Assigned task A » Give the passage of the Amber 12 CUDA test suite message again, starting with "Re: [AMBER] Amber" and going on through "more comments below.", with "Ross" swapped for "Ross Walker".

Excerpt »
▬▬▬▬▬▬▬▬▬▬
Re: [AMBER] Amber 12 cuda test suite: some tests 'hang'

From: Jan-Philip Gehrcke <jgehrcke.googlemail.com>
Date: Wed, 22 Aug 2012 23:11:31 +0200

Ross,

thanks for your time. Some more comments below.

On 22.08.2012 21:20, Ross Walker wrote:
> Hi Jan,
>
> This really does sound like a flakey card. You could try running some long
> simulations on there. That say run for 1 day. Run them twice assuming ig
> /= -1 you should get absolutely identical outputs. If the cards hangs
> again or the outputs don't match then that confirms the card is faulty.
> You may want to consider RMA'ing the card. If you have GTX580's in the
> same box it could also be a motherboard compatibility issue. I have seen
> such weird things in the past so if it hangs again try pulling the two
> GTX580s and see if it then works okay. It could also be power, do you have
> a 1.2KW or better power supply? Again pulling the two GTX580s will answer
> that for you.

The machine is built on top of a EVGA SR-2 mainboard and has a 1250 W
power supply. Power should not be a problem, compatibility is hopefully
none. We will look into that and also into the reproducibility of
trajectories. Btw: When setting ig to -1, is there any way to extract
the actually used random seed from the mdout file in order to be able to
reproduce an ig=-1 run? I had a quick look and found nothing.

[...]
>
> The CUDA Device in use line will always be the same for a serial run. The
> code will pick the GPU with the most memory. It has no knowledge of
> whether other runs are using that GPU so CUDA_VISIBLE_DEVICES should
> always be set to only expose the GPU you wish to run on.

I think we misunderstood each other :-) Let my try again: in the mdout
file, I always see 'CUDA Device ID in use: 0'. It does not matter if I
set CUDA_VISIBLE_DEVICES to 0, 1, or 2. This is not a severe problem,
since pmemd.cuda runs on the correct device as given by
CUDA_VISIBLE_DEVICES. Also the name of the device in use is always
correct in the mdout file. It is just that this ID output line
constantly shows 0.

> As for the NVIDIA_smi vs device query this has driven me crazy and I have
> pulled a LOT of hair out over it. Complaining to NVIDIA multiple times has
> not helped at all. :-( They claim it can't be fixed since it depends on
> how the OS enumerates the hardward. The definitive approach is to use
> device query to work out the ID's of each of your GPUs and then use these
> for CUDA_VISIBLE_DEVICES.
▬▬▬▬▬▬▬▬▬▬
Information »
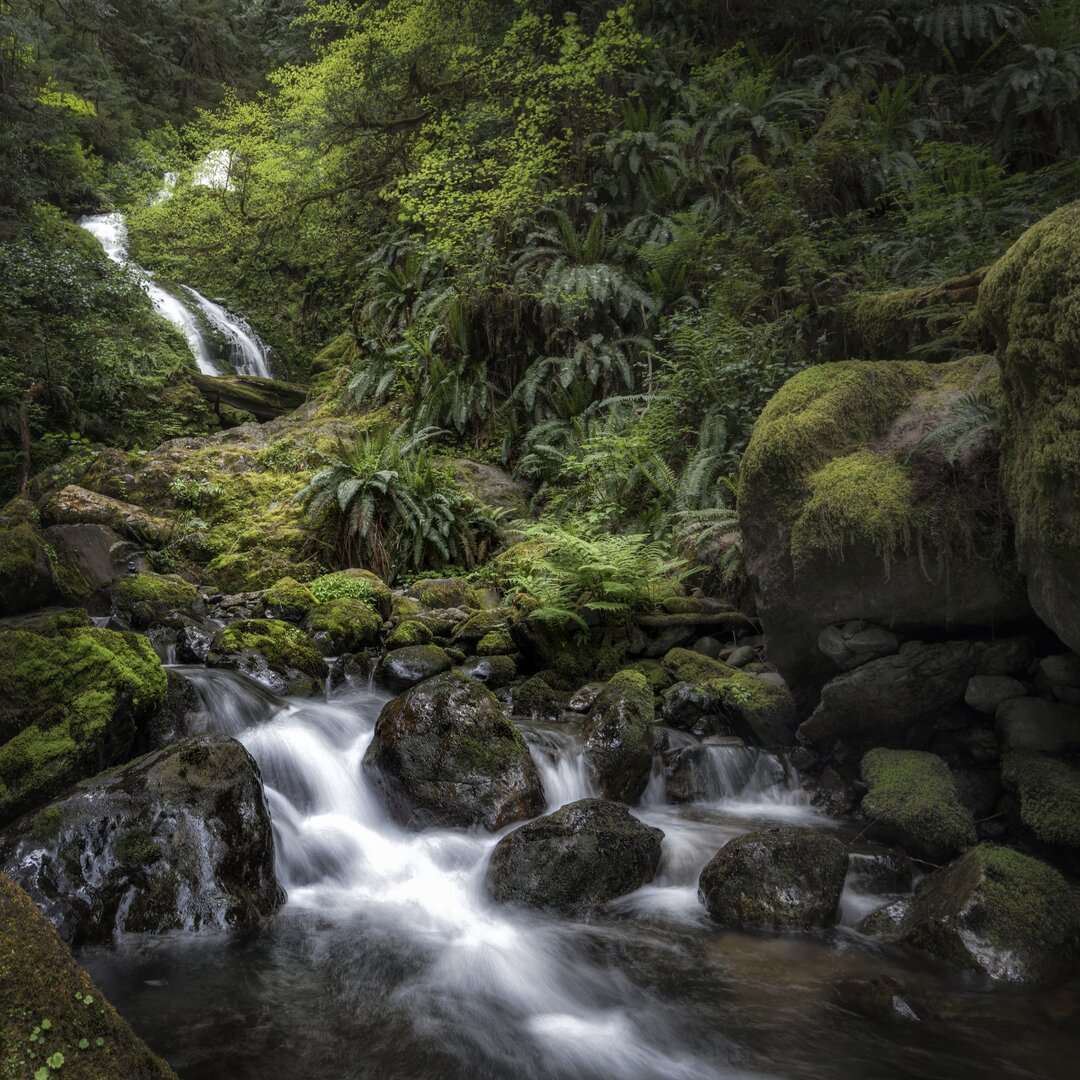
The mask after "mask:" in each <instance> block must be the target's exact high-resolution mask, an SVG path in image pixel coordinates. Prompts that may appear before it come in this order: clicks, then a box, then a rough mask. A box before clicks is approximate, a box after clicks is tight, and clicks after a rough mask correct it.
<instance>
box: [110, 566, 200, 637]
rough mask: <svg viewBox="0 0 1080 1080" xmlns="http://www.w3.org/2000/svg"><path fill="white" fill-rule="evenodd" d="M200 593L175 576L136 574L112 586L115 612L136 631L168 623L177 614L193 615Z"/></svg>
mask: <svg viewBox="0 0 1080 1080" xmlns="http://www.w3.org/2000/svg"><path fill="white" fill-rule="evenodd" d="M198 598H199V591H198V590H197V589H195V586H194V585H192V584H191V583H190V582H188V581H184V580H183V579H181V578H177V577H175V576H172V575H170V576H162V575H160V573H137V575H135V576H134V577H132V578H123V579H122V580H121V581H118V582H117V584H114V585H113V586H112V609H113V611H116V613H117V615H118V616H120V618H122V619H124V620H125V621H126V622H129V623H131V625H132V626H134V627H135V629H136V630H146V629H147V627H148V626H152V625H156V624H160V623H162V622H165V621H167V620H168V619H170V617H171V616H173V615H174V613H175V612H178V611H181V612H185V613H187V612H190V610H191V608H192V607H193V606H194V604H195V600H197V599H198Z"/></svg>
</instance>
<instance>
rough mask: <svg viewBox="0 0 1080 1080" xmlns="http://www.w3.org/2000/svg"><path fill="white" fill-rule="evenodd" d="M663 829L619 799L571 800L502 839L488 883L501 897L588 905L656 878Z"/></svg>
mask: <svg viewBox="0 0 1080 1080" xmlns="http://www.w3.org/2000/svg"><path fill="white" fill-rule="evenodd" d="M663 835H664V834H663V833H662V832H661V831H660V829H659V828H652V827H650V826H648V825H644V824H643V823H642V822H639V821H638V820H637V819H636V818H635V816H634V815H633V814H632V813H631V812H630V811H629V810H627V809H626V808H625V807H624V806H621V805H620V804H618V802H606V801H604V800H603V799H582V800H581V801H580V802H571V804H570V805H569V806H565V807H563V808H562V809H561V810H556V811H555V812H554V813H552V814H548V815H546V816H545V818H539V819H537V820H536V821H531V822H529V823H528V824H527V825H523V826H522V827H521V828H517V829H514V832H513V833H511V834H510V835H509V836H505V837H503V838H502V839H501V840H500V841H499V843H498V845H497V846H496V849H495V851H494V852H492V853H491V863H490V866H489V868H488V875H487V887H488V891H489V892H490V894H491V895H492V896H494V897H495V900H496V901H497V902H498V903H510V902H514V903H522V904H528V905H530V906H532V907H541V908H548V909H551V910H556V912H563V913H567V914H575V913H580V912H588V910H591V909H593V908H595V907H598V906H599V905H602V904H605V903H607V901H609V900H613V899H615V897H616V896H622V895H624V894H625V893H627V892H633V891H634V890H635V889H638V888H640V887H642V886H643V885H647V883H648V882H649V881H651V880H652V878H653V876H654V875H656V872H657V866H658V865H659V864H660V842H661V840H662V839H663Z"/></svg>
▬▬▬▬▬▬▬▬▬▬
Assigned task B » Reproduce exactly the lines of the records starting with the line with "</instance>" and going on through the line with "829L619 799L571 800L502".

Output A »
Re: [AMBER] Amber 12 cuda test suite: some tests 'hang'

From: Jan-Philip Gehrcke <jgehrcke.googlemail.com>
Date: Wed, 22 Aug 2012 23:11:31 +0200

Ross Walker,

thanks for your time. Some more comments below.

Output B »
</instance>
<instance>
rough mask: <svg viewBox="0 0 1080 1080" xmlns="http://www.w3.org/2000/svg"><path fill="white" fill-rule="evenodd" d="M663 829L619 799L571 800L502 839L488 883L501 897L588 905L656 878Z"/></svg>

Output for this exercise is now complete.